**Goal**
Copy out every line of the records below character for character, leaving nothing changed or left out.

**Supplied entries**
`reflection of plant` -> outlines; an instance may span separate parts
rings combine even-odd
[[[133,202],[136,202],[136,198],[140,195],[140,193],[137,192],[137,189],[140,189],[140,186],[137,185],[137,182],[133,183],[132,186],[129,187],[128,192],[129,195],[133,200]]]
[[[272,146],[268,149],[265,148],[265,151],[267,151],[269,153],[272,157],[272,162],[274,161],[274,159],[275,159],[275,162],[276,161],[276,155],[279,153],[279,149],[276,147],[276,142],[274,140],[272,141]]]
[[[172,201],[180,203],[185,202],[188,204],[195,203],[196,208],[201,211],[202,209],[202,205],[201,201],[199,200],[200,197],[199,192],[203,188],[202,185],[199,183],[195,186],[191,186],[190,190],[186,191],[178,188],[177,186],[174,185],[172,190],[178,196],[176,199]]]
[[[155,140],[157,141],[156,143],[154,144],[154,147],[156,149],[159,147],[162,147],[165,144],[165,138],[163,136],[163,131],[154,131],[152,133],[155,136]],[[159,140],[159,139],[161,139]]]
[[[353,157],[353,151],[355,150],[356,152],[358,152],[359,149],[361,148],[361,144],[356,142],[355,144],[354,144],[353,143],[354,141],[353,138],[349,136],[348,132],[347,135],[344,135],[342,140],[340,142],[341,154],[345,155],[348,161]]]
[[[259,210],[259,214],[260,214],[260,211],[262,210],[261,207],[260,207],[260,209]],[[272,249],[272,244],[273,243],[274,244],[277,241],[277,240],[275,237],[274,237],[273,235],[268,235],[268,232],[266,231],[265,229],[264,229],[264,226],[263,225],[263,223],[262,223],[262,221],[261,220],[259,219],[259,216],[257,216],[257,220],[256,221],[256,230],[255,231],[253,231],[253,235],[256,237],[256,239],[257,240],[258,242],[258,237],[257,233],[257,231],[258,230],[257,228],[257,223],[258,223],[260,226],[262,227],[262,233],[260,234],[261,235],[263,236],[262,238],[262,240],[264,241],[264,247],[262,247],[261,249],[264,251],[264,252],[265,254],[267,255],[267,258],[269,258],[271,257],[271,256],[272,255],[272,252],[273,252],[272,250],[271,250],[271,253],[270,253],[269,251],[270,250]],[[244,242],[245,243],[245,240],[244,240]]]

**Task output**
`reflection of plant` -> outlines; an instance may span separate parts
rings combine even-odd
[[[133,202],[136,202],[136,198],[140,195],[140,193],[137,192],[137,189],[140,189],[140,186],[137,185],[137,182],[133,183],[132,186],[129,187],[128,192],[129,195],[133,200]]]
[[[272,146],[268,149],[265,148],[265,151],[267,151],[269,153],[272,157],[272,162],[274,161],[274,159],[275,159],[275,162],[276,161],[276,155],[279,153],[279,149],[276,147],[276,142],[274,140],[272,141]]]
[[[172,201],[180,203],[185,202],[188,204],[195,203],[196,208],[201,211],[202,209],[202,205],[201,201],[199,200],[200,197],[199,192],[203,188],[202,185],[199,183],[195,186],[191,186],[190,190],[186,191],[178,188],[177,186],[174,185],[172,190],[178,196],[176,199]]]
[[[155,140],[157,141],[156,143],[154,144],[154,147],[156,149],[159,147],[162,147],[165,144],[165,138],[163,136],[163,131],[154,131],[152,133],[155,136]],[[159,140],[159,139],[161,139]]]
[[[353,157],[353,151],[355,150],[356,152],[358,152],[359,149],[361,148],[361,144],[356,142],[355,144],[354,144],[353,143],[354,141],[353,138],[349,136],[348,132],[347,135],[344,135],[342,140],[340,142],[341,154],[345,155],[348,161]]]
[[[259,210],[259,214],[260,214],[260,211],[262,210],[261,207],[260,207],[260,209]],[[272,249],[272,244],[273,243],[274,244],[277,241],[277,240],[275,237],[274,237],[273,235],[268,235],[268,232],[266,231],[265,229],[264,229],[264,226],[263,225],[263,223],[262,223],[262,221],[261,220],[259,219],[259,216],[257,216],[257,220],[256,221],[256,230],[255,231],[253,231],[253,235],[256,237],[256,239],[257,240],[258,242],[258,237],[257,233],[257,231],[258,230],[257,228],[257,223],[258,223],[260,226],[262,227],[262,233],[260,234],[261,235],[263,236],[262,238],[262,240],[264,241],[264,247],[262,247],[261,249],[264,251],[264,252],[265,254],[267,255],[267,258],[269,258],[271,257],[271,256],[272,255],[272,252],[273,252],[272,250],[271,250],[271,253],[270,253],[269,251],[270,250]],[[244,242],[245,243],[245,240],[244,240]]]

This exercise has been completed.